▶ [Exercise tasks]
a) Please rewrite the paragraph in the mailing list message on 7.0.2 and 6.5.3 performance that begins "The following is the query/explain under 7.0.2" as a short list, keeping its plan steps and figures.
b) Carry on the mailing list message on 7.0.2 and 6.5.3 performance from its last line.

Re: 7.0.2 and 6.5.3 performance

From: Tom Lane <tgl(at)sss(dot)pgh(dot)pa(dot)us>
To: lec <englim(at)pc(dot)jaring(dot)my>
Cc: pgsql-general(at)postgresql(dot)org
Subject: Re: 7.0.2 and 6.5.3 performance
Date: 2000-09-18 02:26:50
Message-ID: 9634.969244010@sss.pgh.pa.us
Views: Raw Message | Whole Thread | Download mbox | Resend email
Thread:
Lists: pgsql-general

lec <englim(at)pc(dot)jaring(dot)my> writes:
> explain select itm_section, itm_brand, itm_itemno, sum(stl_qty)
> from stl, item where stl_itemno = itm_itemno
> and stl_discounttype in ('','S','V')
> and stl_trxdate>='Jul 01, 2000' and stl_trxdate<='Jul 02, 2000'
> and stl_status='N'
> and itm_sectiontype='O'
> and itm_section >='101'
> and itm_section <='135'
> group by itm_section, itm_brand, itm_itemno;

> The following is the query/explain under 7.0.2:
> -> Nested Loop (cost=0.00..27770.88 rows=1 width=72)
> -> Seq Scan on item (cost=0.00..2549.45 rows=1 width=36)
> -> Index Scan using stl_datetrx on stl (cost=0.00..25157.34 rows=5127 width=36)
>
> The following is the query/explain under 6.5.3:
> -> Hash Join (cost=25780.13 rows=55386 width=72)

Dataset records:
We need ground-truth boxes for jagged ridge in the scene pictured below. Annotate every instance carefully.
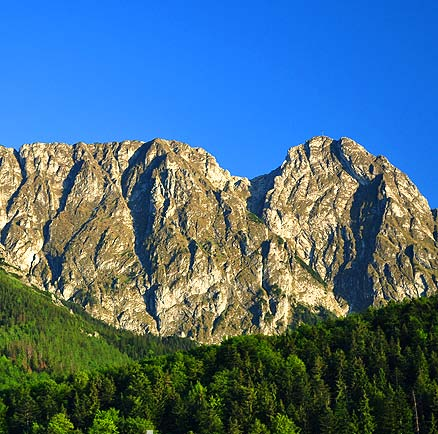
[0,137,438,341]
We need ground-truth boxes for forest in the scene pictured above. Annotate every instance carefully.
[0,271,438,434]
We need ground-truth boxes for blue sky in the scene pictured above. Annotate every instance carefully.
[0,0,438,207]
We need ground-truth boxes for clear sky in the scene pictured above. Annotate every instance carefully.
[0,0,438,207]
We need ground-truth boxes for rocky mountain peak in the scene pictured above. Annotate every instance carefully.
[0,136,438,341]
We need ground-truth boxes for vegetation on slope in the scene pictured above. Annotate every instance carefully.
[0,268,194,374]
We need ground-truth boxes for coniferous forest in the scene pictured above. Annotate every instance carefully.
[0,270,438,434]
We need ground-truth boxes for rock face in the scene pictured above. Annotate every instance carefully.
[0,137,438,342]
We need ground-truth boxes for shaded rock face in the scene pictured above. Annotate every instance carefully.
[0,137,438,342]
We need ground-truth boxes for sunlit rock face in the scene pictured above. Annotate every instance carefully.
[0,137,438,342]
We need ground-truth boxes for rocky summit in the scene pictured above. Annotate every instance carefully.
[0,137,438,342]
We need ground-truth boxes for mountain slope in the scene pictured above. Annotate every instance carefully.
[0,268,192,375]
[0,137,438,341]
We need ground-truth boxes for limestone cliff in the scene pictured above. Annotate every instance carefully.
[0,137,438,341]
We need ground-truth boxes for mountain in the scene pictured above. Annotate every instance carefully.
[0,267,194,376]
[0,137,438,342]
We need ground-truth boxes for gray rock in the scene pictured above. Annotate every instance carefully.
[0,137,438,342]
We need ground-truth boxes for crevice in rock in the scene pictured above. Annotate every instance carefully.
[6,149,27,214]
[246,167,281,218]
[333,175,387,311]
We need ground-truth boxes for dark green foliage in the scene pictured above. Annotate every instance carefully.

▶ [Answer set]
a)
Plan under 7.0.2:
- Nested Loop: cost 0.00..27770.88, rows 1, width 72
- Seq Scan on item: cost 0.00..2549.45, rows 1, width 36
- Index Scan using stl_datetrx on stl: cost 0.00..25157.34, rows 5127, width 36

b)
> -> Index Scan using stl_datetrx on stl (cost=15488.75 rows=210658 width=36)
> -> Hash (cost=3225.66 rows=2879 width=36)
> -> Seq Scan on item (cost=3225.66 rows=2879 width=36)

What's driving the difference in plan choice is evidently the much
smaller number of rows that 7.0 estimates will match the query
restrictions. Specifically, it's figuring that only one item row
will match
and itm_sectiontype='O'
and itm_section >='101'
and itm_section <='135'
whereas 6.5 estimates 2879. With only one row to match, it figures it
might as well just do the join with a nested loop and not bother to set
up a hashtable.

Since you're complaining, I suppose this statistical estimate is way
off :-(. What do you actually get from

select count(*) from stl where
stl_discounttype in ('','S','V')
and stl_trxdate>='Jul 01, 2000' and stl_trxdate<='Jul 02, 2000'
and stl_status='N';

select count(*) from item where
itm_sectiontype='O'
and itm_section >='101'
and itm_section <='135';
?

I suspect the reason for the difference in estimated row counts is
that 7.0 recognizes that these are range queries; instead of treating
"stl_trxdate>='Jul 01, 2000' and stl_trxdate<='Jul 02, 2000'" as two
independent clauses, or "itm_section >='101' and itm_section <='135'"
as independent clauses, it combines those clauses and tries to estimate
the fraction of the data range being requested. This is usually a win
but it's possible to lose rather badly if the requested range covers
a spike in the data's frequency distribution. We don't yet have
adequate statistics to know that a spike may be involved...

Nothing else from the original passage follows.